━━━━━ EXTRACTED ENTRIES ━━━━━

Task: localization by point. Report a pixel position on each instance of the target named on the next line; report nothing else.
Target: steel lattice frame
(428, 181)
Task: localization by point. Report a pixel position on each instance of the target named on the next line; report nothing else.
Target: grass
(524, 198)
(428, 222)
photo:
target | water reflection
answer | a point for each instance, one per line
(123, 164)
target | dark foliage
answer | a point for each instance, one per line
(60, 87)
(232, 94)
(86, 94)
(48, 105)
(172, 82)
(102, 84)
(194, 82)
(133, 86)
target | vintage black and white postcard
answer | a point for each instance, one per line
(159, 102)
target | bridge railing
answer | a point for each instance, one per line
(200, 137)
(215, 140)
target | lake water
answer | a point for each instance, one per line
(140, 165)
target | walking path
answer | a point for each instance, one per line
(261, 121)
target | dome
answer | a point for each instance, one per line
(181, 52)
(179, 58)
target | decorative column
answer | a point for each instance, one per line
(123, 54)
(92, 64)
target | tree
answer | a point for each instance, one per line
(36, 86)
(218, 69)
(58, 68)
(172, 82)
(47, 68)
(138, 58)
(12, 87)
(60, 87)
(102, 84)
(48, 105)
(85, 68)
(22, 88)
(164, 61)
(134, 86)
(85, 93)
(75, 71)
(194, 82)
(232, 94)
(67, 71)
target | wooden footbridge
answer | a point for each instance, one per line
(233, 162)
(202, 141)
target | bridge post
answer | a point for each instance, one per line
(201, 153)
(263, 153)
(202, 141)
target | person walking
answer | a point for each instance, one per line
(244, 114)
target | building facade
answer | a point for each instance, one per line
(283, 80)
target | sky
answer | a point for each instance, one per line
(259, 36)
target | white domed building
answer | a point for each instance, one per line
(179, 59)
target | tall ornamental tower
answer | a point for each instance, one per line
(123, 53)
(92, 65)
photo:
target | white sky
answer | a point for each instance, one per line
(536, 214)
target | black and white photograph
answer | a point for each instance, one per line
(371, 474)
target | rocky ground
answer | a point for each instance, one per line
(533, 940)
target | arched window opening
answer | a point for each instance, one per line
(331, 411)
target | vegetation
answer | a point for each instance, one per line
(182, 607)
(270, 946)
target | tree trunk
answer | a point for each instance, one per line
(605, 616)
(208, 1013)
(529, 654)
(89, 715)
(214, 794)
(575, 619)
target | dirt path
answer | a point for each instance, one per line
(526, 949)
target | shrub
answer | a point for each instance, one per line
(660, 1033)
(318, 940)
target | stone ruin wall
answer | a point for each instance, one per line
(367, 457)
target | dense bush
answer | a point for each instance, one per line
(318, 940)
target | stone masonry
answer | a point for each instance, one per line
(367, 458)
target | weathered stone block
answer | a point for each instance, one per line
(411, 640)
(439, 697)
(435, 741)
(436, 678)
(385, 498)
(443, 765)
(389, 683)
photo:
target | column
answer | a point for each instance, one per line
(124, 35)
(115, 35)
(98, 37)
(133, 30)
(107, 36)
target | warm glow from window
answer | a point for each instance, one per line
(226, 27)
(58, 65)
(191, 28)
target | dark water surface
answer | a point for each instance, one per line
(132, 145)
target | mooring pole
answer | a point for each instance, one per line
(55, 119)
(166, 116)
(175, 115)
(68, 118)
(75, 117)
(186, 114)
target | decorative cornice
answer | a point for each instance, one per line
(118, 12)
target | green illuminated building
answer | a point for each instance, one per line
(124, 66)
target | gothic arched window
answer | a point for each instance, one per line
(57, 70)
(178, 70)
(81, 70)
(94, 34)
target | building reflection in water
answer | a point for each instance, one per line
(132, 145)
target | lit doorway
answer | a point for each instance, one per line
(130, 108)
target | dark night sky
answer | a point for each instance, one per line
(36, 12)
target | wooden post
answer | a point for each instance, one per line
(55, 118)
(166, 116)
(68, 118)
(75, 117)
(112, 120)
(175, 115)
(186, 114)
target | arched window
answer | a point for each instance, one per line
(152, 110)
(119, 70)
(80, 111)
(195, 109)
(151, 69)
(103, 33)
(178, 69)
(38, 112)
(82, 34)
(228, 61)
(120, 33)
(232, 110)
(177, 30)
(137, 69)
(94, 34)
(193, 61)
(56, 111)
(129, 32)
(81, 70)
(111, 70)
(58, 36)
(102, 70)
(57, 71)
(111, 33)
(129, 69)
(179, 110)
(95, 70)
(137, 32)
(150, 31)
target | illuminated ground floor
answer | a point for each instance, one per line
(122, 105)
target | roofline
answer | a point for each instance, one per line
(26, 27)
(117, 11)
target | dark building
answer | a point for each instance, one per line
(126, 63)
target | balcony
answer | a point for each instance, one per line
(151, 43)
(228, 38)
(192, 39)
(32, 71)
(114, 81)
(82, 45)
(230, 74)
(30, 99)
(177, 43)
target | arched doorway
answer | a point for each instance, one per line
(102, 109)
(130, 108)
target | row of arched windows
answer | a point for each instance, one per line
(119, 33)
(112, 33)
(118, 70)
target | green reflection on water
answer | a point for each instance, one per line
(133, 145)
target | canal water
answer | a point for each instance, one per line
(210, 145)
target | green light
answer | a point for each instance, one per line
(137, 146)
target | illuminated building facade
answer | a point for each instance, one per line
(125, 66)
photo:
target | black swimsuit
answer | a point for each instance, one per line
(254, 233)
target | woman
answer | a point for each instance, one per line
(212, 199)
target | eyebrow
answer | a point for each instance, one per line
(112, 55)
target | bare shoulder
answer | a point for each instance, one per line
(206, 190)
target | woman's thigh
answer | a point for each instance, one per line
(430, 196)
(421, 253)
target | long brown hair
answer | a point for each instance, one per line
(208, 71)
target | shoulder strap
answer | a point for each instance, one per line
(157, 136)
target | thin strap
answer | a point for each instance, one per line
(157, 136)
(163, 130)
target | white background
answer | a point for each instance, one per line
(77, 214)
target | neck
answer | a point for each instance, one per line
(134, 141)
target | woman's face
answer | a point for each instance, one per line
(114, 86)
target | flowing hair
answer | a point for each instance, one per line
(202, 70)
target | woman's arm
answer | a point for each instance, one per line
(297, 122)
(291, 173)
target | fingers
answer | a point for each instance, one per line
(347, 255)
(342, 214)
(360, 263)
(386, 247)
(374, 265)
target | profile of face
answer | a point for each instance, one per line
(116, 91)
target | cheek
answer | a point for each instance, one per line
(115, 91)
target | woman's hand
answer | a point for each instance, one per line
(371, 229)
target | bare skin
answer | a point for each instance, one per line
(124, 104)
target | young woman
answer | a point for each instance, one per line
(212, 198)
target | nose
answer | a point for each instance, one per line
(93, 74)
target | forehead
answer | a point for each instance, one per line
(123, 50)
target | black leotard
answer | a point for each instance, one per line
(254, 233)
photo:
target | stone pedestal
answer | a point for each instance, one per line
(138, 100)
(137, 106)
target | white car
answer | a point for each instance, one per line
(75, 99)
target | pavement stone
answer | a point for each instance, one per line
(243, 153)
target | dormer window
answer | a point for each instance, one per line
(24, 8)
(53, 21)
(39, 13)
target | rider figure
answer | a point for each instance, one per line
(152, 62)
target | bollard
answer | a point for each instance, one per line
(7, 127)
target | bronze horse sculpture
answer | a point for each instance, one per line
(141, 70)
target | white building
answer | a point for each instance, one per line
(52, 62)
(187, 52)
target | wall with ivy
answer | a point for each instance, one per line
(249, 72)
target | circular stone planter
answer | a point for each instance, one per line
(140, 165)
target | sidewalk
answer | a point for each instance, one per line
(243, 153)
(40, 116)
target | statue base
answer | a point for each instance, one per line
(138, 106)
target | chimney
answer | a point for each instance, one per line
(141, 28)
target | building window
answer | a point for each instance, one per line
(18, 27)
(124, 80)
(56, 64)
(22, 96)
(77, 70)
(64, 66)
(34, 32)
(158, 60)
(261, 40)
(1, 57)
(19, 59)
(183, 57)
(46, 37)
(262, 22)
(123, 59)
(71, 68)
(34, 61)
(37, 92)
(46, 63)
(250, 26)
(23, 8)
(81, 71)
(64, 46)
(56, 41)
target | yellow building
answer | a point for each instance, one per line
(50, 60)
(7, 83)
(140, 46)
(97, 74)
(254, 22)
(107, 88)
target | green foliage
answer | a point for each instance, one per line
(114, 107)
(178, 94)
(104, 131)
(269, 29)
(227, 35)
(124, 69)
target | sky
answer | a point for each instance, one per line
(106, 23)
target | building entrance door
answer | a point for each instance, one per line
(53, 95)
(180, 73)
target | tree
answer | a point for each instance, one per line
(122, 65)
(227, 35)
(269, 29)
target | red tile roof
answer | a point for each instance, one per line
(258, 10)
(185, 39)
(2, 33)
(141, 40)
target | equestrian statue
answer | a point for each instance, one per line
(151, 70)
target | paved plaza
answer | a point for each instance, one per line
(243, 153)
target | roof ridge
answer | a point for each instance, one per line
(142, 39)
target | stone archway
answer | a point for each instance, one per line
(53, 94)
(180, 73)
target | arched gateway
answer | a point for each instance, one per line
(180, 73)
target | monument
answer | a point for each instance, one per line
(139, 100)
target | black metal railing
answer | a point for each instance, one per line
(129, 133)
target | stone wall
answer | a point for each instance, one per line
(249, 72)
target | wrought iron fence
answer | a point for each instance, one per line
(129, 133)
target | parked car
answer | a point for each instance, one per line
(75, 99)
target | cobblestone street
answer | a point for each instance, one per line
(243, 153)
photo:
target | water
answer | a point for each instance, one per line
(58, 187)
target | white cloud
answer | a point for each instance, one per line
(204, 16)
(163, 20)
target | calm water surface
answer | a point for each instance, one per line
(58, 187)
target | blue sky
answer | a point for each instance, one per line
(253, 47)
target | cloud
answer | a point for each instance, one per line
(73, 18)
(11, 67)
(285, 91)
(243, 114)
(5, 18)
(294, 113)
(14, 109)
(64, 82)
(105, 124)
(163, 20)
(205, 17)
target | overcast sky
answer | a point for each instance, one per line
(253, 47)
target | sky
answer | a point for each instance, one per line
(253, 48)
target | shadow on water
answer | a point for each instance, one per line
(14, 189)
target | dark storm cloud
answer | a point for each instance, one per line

━━━━━

TASK STATEMENT:
All lines in the data above from the one with "target | decorative column" through the one with "target | wooden footbridge" must be repeated exactly, and no others.

RESULT OF THIS TASK:
target | decorative column
answer | a point for each instance, one per line
(123, 54)
(92, 64)
target | tree
answer | a point for each instance, one per line
(36, 86)
(218, 69)
(58, 68)
(172, 82)
(47, 68)
(138, 58)
(12, 87)
(60, 87)
(102, 84)
(48, 105)
(85, 68)
(22, 88)
(164, 61)
(134, 86)
(85, 93)
(75, 71)
(194, 82)
(232, 94)
(67, 71)
target | wooden footbridge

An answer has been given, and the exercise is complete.